Selected passage:
The Digital Economy and Taxation in Ghana.

In September of 2021, the Center for Law and Innovation Policy hosted a virtual event on “The Digital Economy and Taxation in Ghana, with a focus on approaches to widen Ghana’s tax net to cover revenue generated through the digital economy and move toward equal tax treatment for physical and digital business.

The panelists, Benjamin Annang, Digital Community Lead at FSB Consult; Theophilus Tawiah, a partner at WTS Nobisfields (WTS Ghana), and a Law Lecturer at the University of Professional Studies Accra (UPSA) where he researches and teaches the law of taxation, insurance law, financial services and company law); and Yvonne Wiafe – Konadu, a Chief Revenue Officer at the Strategy Research Policy and Programs Department of the Ghana Revenue Authority, and the Project Manager of the Ghana Revenue Authority E-commerce Committee, examined Ghana’s legal and regulatory framework, discussed how consumers use computer networks to identify opportunities, sellers, evaluate products and services, compare prices, and reach new customers.

To create some context around this topic, the Digital Economy is a global network of economic activity, commercial transactions, and professional relationships enabled by information and communication technologies (ICT). Corporate, economic, social, and cultural activities made possible by the internet and other forms of digital communication technology all fall within this sector. According to Thomas Mesenbourg, Assistant Director for Economic Programs, U.S Bureau of the Census, the three major components of the concept of the digital economy are:
• E-business infrastructure (hardware, software, telecom, networks, human capital, etc.),
• E-business (how business is conducted, any process that an organization conducts over computer-mediated networks),
• E-commerce (transfer of goods, for example when a book is sold online).

Under Ghana’s current tax regime, business entities are taxed on the basis of where production occurs rather than where consumers or, more particularly, users are situated. Since Ghana’s tax jurisdiction is predominantly based on physical presence, organizations without an office or a factory can earn significant income without actually incurring tax liabilities. This gap in taxation is not limited to Ghana only. In 2015, the Organization for Economic Cooperation and Development (OECD) completed the Base Erosion and Profit Shifting (BEPS) initiative, giving rise to proposals more often referred to as the two “pillars”. The first (“Pillar 1”) seeks to shift tax on large digital service providers into the countries in which their sales take place. The second (“Pillar 2”) seeks to establish a minimum global tax rate which have not been implemented globally. The absence of an international digital tax system has left a gaping hole in most countries’ tax nets. France, Italy, and the United Kingdom have implemented digital service taxes in the interim to regulate the activities of the digital sector, while most emerging countries are slowly reacting to and considering how to strategically narrow the gap without negatively impacting economic growth.

Even though Ghana had not implemented a digital services tax (DST) at the time of the panel discussion, Madam Konadu-Wiafe informed participants that it was on the horizon. The rising popularity and growth of DST in several African countries as well as the presence of entities such as Google, Facebook, Netflix and Amazon was considered an indicators for revenue streams that could be roped into the tax net.

A few months after the panel discussion, the Ghana Revenue Authority revealed that it had set April 1st, 2022 as the start date for collecting taxes from non-resident Ghanaians who transact business on line and carry on E-commerce transactions. Rev. Dr. Amishaddai Owusu-Amoah, Commissioner-General of the Ghana Revenue Authority, is sure that impacted firms would comply with the instruction and file their tax obligations through the computerized platform. Despite the fact that this is only the pilot phase of the project, the country is expected to generate around 1.7 billion in the first year of operation.

This effort by the Ghana Revenue Authority is an attempt to tackle loopholes in our tax system so that the impact assessment from the pilot phase can be used to drive a robust national roll out given the fact that the e-commerce or digital services sector seems to have emerged unscathed during the covid pandemic. Not only has it survived, it is thriving in the current adverse circumstances. Companies operating in the digital economy, including new entrants have in general reported a jump in earnings and in some instances have had to hire additional staff to meet unprecedented surges in the demand for their goods and services. Based on this, it is likely that the digital economy will be high on the list of many African revenue authorities as an untapped source of tax revenue.

Information provided:
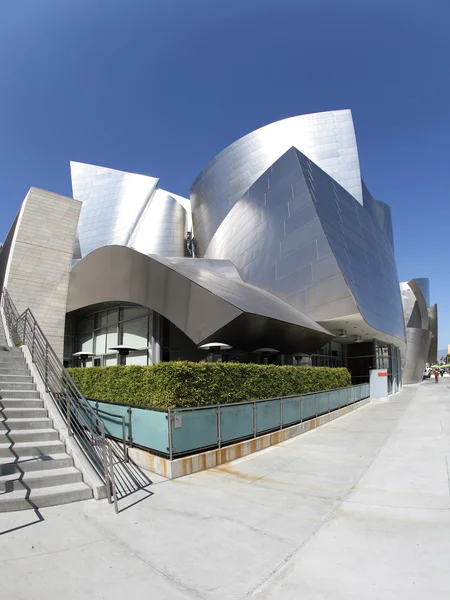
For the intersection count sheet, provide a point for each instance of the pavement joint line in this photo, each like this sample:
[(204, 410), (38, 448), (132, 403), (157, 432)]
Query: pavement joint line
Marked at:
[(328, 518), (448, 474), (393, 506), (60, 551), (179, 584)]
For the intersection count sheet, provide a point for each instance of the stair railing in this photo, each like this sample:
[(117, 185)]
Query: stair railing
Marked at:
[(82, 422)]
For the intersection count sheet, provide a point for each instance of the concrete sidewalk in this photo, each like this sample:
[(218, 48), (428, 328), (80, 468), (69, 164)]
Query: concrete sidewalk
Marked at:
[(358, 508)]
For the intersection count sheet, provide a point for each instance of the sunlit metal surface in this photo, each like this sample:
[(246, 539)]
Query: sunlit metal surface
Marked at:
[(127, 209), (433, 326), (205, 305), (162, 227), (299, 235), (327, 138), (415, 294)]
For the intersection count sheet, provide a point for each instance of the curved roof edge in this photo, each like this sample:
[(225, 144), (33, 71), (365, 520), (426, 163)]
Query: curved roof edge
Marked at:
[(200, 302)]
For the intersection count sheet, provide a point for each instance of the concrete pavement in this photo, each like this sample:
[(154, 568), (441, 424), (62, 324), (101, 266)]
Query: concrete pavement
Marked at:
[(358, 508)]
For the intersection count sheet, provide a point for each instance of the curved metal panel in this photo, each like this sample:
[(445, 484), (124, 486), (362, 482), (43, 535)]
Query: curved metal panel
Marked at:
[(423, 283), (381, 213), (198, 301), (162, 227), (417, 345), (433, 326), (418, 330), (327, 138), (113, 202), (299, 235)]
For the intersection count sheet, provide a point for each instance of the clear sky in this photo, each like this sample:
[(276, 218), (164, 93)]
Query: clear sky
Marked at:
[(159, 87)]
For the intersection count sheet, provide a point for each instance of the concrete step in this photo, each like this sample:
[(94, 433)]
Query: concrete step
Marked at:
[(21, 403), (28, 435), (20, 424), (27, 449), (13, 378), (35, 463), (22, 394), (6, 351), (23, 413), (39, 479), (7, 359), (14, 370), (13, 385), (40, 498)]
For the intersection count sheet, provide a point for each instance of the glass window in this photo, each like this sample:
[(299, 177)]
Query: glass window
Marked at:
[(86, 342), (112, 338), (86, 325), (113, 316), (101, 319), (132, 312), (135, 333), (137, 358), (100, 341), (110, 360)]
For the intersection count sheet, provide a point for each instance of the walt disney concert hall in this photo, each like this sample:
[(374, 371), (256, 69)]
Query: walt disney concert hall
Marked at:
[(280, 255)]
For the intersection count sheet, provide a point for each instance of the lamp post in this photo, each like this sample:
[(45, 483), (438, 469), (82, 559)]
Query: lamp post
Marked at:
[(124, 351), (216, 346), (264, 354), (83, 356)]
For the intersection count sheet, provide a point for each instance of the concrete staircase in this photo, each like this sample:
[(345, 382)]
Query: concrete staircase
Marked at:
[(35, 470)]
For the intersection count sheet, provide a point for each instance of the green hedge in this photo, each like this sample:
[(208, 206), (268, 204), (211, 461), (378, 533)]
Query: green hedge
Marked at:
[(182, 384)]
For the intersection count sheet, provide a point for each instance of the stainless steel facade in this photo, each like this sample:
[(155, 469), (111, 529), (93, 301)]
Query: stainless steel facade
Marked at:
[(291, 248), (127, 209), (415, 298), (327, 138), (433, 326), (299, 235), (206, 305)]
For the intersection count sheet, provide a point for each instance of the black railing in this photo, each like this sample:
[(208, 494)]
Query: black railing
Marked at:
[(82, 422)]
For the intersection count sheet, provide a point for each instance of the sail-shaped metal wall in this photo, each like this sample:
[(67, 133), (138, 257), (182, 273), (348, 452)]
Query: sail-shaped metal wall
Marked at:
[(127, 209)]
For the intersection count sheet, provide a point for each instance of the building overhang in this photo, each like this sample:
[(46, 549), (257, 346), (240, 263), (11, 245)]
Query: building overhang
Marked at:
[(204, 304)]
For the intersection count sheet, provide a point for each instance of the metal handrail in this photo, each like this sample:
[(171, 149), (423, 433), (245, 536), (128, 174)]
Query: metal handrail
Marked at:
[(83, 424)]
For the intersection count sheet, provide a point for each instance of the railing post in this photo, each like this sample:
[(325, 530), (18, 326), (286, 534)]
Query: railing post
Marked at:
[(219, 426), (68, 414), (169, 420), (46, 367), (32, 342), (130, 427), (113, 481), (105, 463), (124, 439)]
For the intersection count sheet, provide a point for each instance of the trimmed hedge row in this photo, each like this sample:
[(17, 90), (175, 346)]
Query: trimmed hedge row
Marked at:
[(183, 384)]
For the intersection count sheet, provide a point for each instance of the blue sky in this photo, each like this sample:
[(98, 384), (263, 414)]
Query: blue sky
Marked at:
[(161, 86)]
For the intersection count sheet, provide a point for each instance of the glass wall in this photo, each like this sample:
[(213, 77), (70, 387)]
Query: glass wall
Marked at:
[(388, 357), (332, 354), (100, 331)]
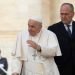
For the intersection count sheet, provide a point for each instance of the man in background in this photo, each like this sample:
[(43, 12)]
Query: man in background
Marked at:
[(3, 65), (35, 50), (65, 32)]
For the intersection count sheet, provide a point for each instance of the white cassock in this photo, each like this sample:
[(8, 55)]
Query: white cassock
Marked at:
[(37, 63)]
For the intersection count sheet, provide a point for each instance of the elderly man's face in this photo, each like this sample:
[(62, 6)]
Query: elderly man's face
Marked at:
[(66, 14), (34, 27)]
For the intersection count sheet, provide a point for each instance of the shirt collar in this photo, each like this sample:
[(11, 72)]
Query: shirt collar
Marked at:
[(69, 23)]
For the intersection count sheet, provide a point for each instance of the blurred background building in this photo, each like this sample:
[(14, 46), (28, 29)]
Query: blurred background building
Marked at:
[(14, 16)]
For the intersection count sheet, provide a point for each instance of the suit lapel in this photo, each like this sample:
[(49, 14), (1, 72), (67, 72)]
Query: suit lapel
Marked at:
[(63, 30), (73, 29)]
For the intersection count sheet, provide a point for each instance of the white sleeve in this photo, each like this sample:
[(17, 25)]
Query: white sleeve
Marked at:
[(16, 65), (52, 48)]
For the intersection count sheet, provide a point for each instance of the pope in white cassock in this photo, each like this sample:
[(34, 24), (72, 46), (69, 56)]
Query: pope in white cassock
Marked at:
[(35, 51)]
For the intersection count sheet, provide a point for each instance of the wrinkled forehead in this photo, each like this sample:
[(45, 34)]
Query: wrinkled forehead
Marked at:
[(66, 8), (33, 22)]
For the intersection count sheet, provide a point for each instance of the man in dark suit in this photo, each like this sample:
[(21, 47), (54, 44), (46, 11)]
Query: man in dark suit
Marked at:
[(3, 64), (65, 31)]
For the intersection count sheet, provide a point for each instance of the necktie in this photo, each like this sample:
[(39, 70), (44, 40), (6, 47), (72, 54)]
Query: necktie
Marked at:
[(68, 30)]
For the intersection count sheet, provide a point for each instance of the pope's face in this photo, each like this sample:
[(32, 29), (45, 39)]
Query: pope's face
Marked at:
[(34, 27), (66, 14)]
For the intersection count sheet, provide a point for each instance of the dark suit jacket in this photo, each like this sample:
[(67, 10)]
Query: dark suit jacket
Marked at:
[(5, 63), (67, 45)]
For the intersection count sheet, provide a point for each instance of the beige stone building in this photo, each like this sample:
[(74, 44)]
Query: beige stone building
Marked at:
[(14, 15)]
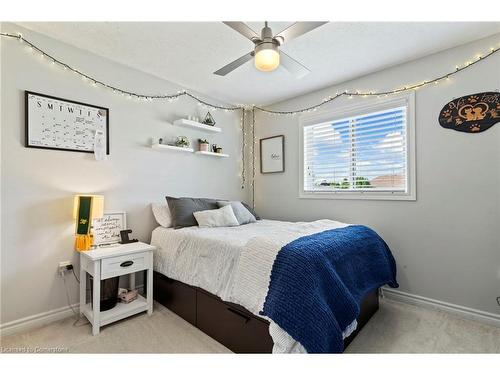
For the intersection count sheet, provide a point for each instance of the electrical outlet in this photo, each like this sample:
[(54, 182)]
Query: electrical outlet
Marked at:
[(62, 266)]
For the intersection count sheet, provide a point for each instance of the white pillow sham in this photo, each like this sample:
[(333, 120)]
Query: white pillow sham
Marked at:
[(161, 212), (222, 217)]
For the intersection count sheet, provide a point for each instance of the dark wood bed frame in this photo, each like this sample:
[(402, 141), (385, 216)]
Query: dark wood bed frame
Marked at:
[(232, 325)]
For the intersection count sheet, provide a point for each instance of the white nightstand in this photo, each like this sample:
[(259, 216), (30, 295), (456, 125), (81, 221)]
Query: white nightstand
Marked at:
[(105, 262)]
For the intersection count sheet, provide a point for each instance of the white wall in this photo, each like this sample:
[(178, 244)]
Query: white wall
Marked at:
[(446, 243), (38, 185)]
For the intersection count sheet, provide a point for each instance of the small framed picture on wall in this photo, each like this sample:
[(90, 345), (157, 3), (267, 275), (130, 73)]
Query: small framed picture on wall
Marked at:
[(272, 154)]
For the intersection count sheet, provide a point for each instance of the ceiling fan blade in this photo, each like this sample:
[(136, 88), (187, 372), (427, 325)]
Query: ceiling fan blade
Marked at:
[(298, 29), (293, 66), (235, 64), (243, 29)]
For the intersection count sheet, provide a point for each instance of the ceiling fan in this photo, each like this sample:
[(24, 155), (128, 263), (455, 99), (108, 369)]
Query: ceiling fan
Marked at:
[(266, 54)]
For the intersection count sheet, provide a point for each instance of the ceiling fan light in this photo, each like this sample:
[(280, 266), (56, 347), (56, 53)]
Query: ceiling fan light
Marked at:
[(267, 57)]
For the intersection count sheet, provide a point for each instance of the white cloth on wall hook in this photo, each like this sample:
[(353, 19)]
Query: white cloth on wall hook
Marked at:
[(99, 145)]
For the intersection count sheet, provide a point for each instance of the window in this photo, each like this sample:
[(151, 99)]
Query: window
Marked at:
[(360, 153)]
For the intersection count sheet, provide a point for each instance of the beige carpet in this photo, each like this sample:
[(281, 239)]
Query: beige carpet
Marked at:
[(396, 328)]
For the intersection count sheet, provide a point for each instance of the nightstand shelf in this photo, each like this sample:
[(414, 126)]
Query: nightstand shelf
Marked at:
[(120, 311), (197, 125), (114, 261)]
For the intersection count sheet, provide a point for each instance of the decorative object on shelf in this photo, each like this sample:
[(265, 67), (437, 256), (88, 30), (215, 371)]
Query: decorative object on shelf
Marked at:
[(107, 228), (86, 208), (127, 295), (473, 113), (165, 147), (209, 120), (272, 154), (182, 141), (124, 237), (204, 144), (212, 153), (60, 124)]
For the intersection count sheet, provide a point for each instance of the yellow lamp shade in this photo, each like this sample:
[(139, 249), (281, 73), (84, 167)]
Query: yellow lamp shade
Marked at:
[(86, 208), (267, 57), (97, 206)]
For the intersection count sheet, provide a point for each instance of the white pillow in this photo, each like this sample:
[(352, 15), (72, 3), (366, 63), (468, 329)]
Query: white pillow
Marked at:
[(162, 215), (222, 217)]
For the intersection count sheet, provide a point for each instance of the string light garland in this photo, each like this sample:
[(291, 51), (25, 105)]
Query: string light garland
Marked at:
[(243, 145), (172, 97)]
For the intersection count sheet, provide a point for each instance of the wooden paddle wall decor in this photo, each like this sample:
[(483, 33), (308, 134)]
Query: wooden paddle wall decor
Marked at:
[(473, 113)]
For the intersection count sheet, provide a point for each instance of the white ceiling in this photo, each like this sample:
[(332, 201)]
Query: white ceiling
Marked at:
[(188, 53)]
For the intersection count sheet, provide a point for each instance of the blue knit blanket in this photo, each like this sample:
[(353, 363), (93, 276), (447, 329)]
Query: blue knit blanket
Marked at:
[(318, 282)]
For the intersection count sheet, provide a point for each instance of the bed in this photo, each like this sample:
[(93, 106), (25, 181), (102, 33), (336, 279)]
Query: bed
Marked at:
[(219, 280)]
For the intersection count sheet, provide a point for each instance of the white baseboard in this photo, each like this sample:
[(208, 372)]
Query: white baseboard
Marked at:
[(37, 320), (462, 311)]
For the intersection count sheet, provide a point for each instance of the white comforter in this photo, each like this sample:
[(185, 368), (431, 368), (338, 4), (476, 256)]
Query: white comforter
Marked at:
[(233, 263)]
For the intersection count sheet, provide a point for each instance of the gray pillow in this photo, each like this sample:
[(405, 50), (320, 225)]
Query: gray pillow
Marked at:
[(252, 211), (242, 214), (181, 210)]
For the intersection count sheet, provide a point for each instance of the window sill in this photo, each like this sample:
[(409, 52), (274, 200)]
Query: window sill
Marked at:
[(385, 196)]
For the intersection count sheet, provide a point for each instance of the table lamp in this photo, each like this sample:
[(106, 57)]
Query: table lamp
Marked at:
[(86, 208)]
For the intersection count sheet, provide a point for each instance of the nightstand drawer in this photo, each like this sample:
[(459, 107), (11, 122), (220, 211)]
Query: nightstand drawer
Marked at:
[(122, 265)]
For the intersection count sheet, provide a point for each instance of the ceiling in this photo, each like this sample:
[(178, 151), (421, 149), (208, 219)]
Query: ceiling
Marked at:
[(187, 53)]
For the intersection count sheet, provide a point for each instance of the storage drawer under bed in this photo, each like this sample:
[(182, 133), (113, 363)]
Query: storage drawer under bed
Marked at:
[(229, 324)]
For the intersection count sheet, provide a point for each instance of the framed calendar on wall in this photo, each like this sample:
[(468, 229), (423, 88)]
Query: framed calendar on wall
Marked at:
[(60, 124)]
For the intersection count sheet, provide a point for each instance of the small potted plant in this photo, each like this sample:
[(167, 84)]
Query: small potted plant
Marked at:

What to do: According to the text on the digital economy and taxation in Ghana, what start date did the Ghana Revenue Authority set for collecting taxes from non-resident Ghanaians who carry on E-commerce transactions? The lines come from a different source than the text on the digital economy and taxation in Ghana.

Task answer: April 1st, 2022.